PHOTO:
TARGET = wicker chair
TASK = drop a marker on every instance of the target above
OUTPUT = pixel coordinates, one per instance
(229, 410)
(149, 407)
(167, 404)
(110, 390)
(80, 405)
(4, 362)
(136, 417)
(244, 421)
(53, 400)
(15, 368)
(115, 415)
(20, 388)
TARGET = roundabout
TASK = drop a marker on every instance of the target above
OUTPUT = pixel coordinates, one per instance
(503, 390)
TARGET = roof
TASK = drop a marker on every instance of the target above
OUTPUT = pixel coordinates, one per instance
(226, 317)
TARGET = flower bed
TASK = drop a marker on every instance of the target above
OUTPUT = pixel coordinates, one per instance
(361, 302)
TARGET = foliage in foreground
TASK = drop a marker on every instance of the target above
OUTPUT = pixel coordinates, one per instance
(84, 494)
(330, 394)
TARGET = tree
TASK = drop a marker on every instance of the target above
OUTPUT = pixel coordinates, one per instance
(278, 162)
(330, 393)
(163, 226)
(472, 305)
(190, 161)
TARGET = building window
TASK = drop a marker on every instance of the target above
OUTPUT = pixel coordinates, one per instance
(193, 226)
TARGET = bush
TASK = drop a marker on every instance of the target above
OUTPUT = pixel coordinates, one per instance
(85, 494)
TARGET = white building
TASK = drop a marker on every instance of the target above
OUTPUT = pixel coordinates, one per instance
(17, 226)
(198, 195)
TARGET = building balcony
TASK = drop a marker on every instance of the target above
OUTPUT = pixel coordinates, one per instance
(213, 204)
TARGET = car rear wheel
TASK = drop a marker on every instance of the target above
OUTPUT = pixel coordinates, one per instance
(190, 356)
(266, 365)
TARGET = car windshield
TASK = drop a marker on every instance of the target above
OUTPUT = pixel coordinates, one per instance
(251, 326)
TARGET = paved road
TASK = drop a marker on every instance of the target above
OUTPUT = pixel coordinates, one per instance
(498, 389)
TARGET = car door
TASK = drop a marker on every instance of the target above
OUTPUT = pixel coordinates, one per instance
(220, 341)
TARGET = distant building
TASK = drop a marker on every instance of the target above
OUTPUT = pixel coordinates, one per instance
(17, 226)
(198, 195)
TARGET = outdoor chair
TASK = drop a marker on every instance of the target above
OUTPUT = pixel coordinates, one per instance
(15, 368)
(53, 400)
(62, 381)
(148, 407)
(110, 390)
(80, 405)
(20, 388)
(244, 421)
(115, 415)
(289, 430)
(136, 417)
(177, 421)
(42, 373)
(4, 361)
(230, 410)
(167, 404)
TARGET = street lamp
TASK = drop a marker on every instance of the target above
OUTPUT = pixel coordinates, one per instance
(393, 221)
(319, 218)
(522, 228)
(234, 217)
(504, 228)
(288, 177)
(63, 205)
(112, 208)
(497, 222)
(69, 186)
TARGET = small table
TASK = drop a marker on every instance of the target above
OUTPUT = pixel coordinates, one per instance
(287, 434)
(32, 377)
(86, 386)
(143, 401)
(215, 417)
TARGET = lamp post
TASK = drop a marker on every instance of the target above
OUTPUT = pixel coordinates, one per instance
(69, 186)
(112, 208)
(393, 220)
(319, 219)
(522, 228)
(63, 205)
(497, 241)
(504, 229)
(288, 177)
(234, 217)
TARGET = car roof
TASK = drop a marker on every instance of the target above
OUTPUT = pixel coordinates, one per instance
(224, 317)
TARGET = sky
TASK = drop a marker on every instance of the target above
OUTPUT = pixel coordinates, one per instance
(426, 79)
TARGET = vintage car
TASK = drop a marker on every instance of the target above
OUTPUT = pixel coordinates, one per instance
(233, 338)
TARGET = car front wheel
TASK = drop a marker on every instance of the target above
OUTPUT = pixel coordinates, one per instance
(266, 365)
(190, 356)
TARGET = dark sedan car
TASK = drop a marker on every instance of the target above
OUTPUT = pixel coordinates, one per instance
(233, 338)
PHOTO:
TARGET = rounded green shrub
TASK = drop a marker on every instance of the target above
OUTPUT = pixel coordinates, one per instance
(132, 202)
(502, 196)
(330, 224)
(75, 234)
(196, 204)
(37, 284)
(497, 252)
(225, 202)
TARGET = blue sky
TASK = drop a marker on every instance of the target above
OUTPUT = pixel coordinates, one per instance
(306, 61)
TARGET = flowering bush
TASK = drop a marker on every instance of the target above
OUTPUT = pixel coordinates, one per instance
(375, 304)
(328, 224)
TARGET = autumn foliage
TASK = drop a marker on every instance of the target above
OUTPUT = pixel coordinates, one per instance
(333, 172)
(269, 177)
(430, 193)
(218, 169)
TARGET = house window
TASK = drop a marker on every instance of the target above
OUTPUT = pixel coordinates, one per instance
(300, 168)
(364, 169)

Set task: Transcribe the records above exactly as they appear.

Solution to the exercise:
PHOTO:
TARGET = wicker chair
TASK = drop a marker on every instance of the target above
OUTPUT = pixel coordinates, one per instance
(229, 410)
(149, 407)
(167, 404)
(110, 390)
(80, 405)
(4, 362)
(136, 417)
(244, 421)
(53, 400)
(15, 368)
(115, 415)
(20, 388)
TARGET = roundabout
TASK = drop a marker on every instance of the target above
OUTPUT = pixel coordinates, one per instance
(503, 390)
TARGET = roof
TASK = drop a marker on every instance of the target above
OUTPUT = pixel coordinates, one per instance
(226, 317)
TARGET = flower bed
TASK = drop a marker on every instance of the target above
OUTPUT = pixel coordinates, one per instance
(361, 302)
TARGET = foliage in foreground
TASK = drop a marker on every instance of the target above
OUTPUT = pixel coordinates, one per instance
(84, 494)
(330, 394)
TARGET = tree
TASK = drop a marker on every instance of the target above
OUTPUT = pixel coordinates, one per instance
(278, 162)
(330, 393)
(163, 226)
(472, 305)
(190, 161)
TARGET = building window
TASK = drop a marker on every instance of the target above
OUTPUT = pixel coordinates, one per instance
(193, 226)
TARGET = bush
TASK = drop a marker on every instance of the target above
OUTPUT = pixel coordinates, one per instance
(85, 494)
TARGET = white building
TASK = drop a marker on every instance of the target above
OUTPUT = pixel coordinates, one per instance
(17, 226)
(198, 195)
TARGET = building balcony
TASK = drop a marker on every instance of the target above
OUTPUT = pixel coordinates, one per instance
(213, 204)
TARGET = car rear wheel
TASK = drop a marker on every instance of the target above
OUTPUT = pixel coordinates, one per instance
(190, 356)
(266, 365)
TARGET = car windshield
TASK = drop a marker on every instance of the target above
OUTPUT = pixel coordinates, one per instance
(251, 326)
TARGET = paved road
TASK = drop a marker on every instance of the target above
OUTPUT = pixel coordinates, one per instance
(498, 389)
TARGET = car door
TASK = drop a marker on every instance of the target above
OUTPUT = pixel coordinates, one per instance
(220, 341)
TARGET = distant building
TASK = drop a marker on every instance of the target above
OUTPUT = pixel coordinates, one per instance
(17, 226)
(198, 195)
TARGET = outdoor chair
TASK = drop a marker on every instance of the target above
OUTPUT = pixel coordinates, one per instance
(15, 368)
(53, 400)
(62, 381)
(148, 407)
(110, 390)
(80, 405)
(20, 388)
(244, 421)
(115, 415)
(289, 430)
(136, 417)
(177, 421)
(42, 373)
(4, 361)
(230, 410)
(167, 404)
TARGET = street lamp
TASK = drop a marker on every instance of the target above
OUTPUT = pixel coordinates, one per instance
(393, 221)
(319, 218)
(522, 228)
(234, 217)
(504, 228)
(288, 177)
(63, 205)
(112, 208)
(497, 222)
(69, 186)
TARGET = small table
TASK = drop a marker on every instance of the target above
OUTPUT = pixel coordinates, one per instance
(287, 434)
(32, 377)
(86, 386)
(143, 401)
(215, 417)
TARGET = lamp post
TASK = drop a marker on every instance of the target above
OUTPUT = pixel coordinates, one per instance
(69, 186)
(112, 208)
(393, 220)
(319, 219)
(522, 228)
(63, 205)
(497, 241)
(504, 229)
(288, 177)
(234, 217)
TARGET = car roof
TASK = drop a marker on every instance of the target above
OUTPUT = pixel coordinates, one per instance
(224, 317)
TARGET = sky
TASK = drop a marker on every instance of the target above
OUTPUT = pixel coordinates, one per instance
(426, 79)
TARGET = vintage car
TASK = drop a marker on every instance of the target above
OUTPUT = pixel coordinates, one per instance
(233, 338)
TARGET = car front wheel
TASK = drop a marker on every instance of the target above
OUTPUT = pixel coordinates, one per instance
(266, 365)
(190, 356)
TARGET = dark sedan car
TASK = drop a marker on every instance of the target above
OUTPUT = pixel coordinates, one per instance
(233, 338)
PHOTO:
TARGET = rounded green shrub
TASK = drop a marker on every instance of the target above
OUTPUT = pixel coordinates, one per instance
(132, 202)
(502, 196)
(330, 224)
(75, 234)
(196, 204)
(37, 284)
(497, 252)
(225, 202)
TARGET = blue sky
TASK = drop a marker on every instance of the target above
OUTPUT = pixel coordinates, one per instance
(306, 61)
TARGET = flowering bush
TASK = drop a marker on every instance of the target above
OUTPUT = pixel coordinates, one per instance
(375, 304)
(328, 224)
TARGET = autumn foliage
TASK = drop a marker on every instance of the target above
OUTPUT = pixel coordinates, one per instance
(333, 172)
(269, 177)
(430, 193)
(218, 169)
TARGET = house window
TASK = drop a marker on every instance of the target above
OUTPUT = pixel coordinates, one per instance
(300, 168)
(364, 169)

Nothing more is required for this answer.